Stored dataset items:
>> BEGIN

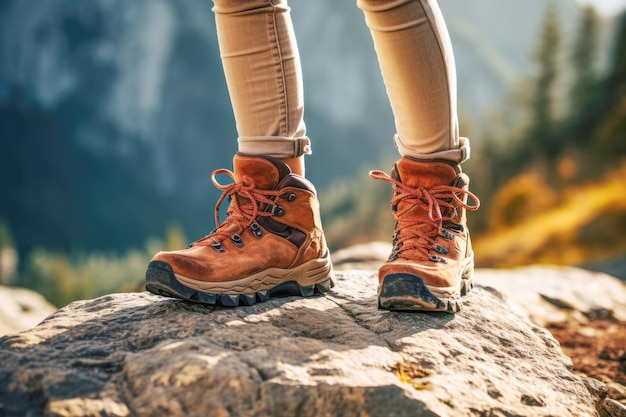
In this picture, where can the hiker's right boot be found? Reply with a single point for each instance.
(271, 243)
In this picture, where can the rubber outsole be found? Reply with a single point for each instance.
(160, 280)
(407, 292)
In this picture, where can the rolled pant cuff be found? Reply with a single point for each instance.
(458, 155)
(275, 146)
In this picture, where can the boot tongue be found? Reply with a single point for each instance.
(266, 172)
(417, 174)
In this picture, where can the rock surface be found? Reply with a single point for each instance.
(141, 355)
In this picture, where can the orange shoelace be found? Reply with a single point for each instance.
(418, 233)
(247, 202)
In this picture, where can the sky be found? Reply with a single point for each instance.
(606, 7)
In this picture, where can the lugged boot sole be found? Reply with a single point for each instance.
(161, 280)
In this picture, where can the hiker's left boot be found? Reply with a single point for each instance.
(432, 263)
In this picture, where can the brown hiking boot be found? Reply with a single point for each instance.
(271, 243)
(431, 264)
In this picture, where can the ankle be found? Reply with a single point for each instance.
(296, 164)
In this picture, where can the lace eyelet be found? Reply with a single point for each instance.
(218, 247)
(278, 211)
(436, 258)
(256, 229)
(237, 239)
(441, 249)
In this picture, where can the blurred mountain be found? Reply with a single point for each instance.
(114, 113)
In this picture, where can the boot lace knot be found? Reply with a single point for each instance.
(247, 203)
(437, 210)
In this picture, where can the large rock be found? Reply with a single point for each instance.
(141, 355)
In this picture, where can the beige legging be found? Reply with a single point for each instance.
(262, 67)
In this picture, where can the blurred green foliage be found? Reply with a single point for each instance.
(537, 145)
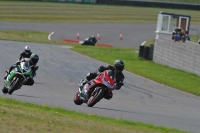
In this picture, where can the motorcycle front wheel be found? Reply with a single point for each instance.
(77, 99)
(96, 98)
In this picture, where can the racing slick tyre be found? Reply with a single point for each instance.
(77, 99)
(96, 97)
(14, 85)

>> END

● Set task:
Each line of the data should be quoted exactly, with pictures left out.

● Result:
In this picture, where can the hiker's right boot be found? Reply with a single point for each instance.
(271, 243)
In this picture, where can the rubber outsole be found? Reply with a single point for each instance.
(160, 280)
(407, 292)
In this picture, where can the rolled pant cuff be found? Reply with a single point for each instance.
(458, 155)
(275, 146)
In this picture, where can the boot tongue be found? Reply with a single point for each instance.
(266, 172)
(417, 174)
In this picture, where can the rock surface be found? Reply with a single point for each instance.
(141, 355)
In this picture, where can the orange shoelace be found? Reply with a single point for each instance.
(418, 233)
(247, 202)
In this picture, where can the sky be found? Reply with a single point for each instance.
(606, 7)
In this picture, where can the lugged boot sole be found? Reply with a single point for each instance.
(161, 280)
In this picture, where can the hiker's left boot be found? Reply with a single point for each instance.
(432, 263)
In this picture, where can the brown hiking boot be found? Reply with a single point for each instance.
(271, 243)
(431, 264)
In this picture, where can the ankle be found? Reply with a single point for each instance.
(296, 164)
In this picture, where can the lace eyelet be found? Reply with a single point for each instance.
(218, 247)
(278, 211)
(436, 258)
(256, 229)
(237, 239)
(441, 249)
In this picture, where can the blurred mountain be found? Reply with a single point for each instance.
(114, 113)
In this picture, where can the boot lace knot be found? Reply with a single point for each instance.
(247, 203)
(437, 210)
In this picture, where can the large rock be found? Reply with a single point for each instance.
(141, 355)
In this picture, where can the beige legging be found? Reply with a single point for each instance.
(262, 67)
In this picture, where can the blurred green foliage be found? Reply with a single point for each instance.
(537, 145)
In this picture, where can the motorcycle front wheel be found? Reply with a single point for each instance.
(77, 99)
(96, 98)
In this picture, where can the racing slick tyre be found? Reply with a single point for each instance.
(77, 99)
(96, 97)
(14, 85)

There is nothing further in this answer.